## Directions for this task
Would you return the entries below exactly from the line containing "# point at: distant" onward, ending with the final line and including it, and nothing else?

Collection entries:
<<<<

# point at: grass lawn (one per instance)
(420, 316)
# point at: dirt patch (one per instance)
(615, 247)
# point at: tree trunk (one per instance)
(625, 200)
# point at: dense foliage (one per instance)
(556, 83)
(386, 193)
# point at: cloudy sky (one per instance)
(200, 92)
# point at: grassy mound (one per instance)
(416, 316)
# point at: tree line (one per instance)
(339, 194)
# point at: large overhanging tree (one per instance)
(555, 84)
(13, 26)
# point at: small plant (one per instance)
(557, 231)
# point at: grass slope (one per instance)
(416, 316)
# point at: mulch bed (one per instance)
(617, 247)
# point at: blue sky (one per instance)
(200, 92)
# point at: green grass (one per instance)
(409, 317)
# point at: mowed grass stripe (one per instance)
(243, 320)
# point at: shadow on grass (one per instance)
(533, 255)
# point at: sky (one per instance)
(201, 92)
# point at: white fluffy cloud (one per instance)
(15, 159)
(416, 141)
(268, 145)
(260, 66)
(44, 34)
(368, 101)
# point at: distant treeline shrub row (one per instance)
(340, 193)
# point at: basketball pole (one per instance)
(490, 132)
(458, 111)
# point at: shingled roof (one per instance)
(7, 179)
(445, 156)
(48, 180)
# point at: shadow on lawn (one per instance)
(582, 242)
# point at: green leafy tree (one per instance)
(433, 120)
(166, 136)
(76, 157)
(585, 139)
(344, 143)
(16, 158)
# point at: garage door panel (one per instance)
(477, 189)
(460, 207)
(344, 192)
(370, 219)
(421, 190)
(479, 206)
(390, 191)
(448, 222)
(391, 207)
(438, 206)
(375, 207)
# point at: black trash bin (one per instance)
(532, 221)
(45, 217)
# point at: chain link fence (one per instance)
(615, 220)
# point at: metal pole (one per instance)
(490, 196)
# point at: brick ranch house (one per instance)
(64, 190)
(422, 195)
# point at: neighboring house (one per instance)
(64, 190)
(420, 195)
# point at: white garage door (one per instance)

>>>>

## Solution below
# point at: distant treeline shrub row (one per instance)
(340, 193)
# point at: basketball pole (one per instance)
(490, 132)
(458, 111)
# point at: shingled roof (one per instance)
(7, 179)
(445, 156)
(48, 180)
# point at: shadow on lawn (one per instance)
(582, 242)
# point at: green leafy tree (one per instance)
(433, 120)
(166, 136)
(76, 157)
(585, 139)
(344, 143)
(16, 158)
# point at: garage door panel (one per instance)
(477, 189)
(460, 207)
(344, 192)
(370, 219)
(421, 190)
(479, 206)
(390, 191)
(448, 222)
(391, 207)
(438, 206)
(375, 207)
# point at: black trash bin (one per instance)
(532, 221)
(45, 217)
# point at: chain link fence (one per instance)
(615, 220)
# point at: metal pole (one per instance)
(490, 196)
# point at: brick ranch house (one per instance)
(64, 190)
(422, 195)
# point at: neighboring house (one per instance)
(64, 190)
(420, 195)
# point at: white garage door (one per instance)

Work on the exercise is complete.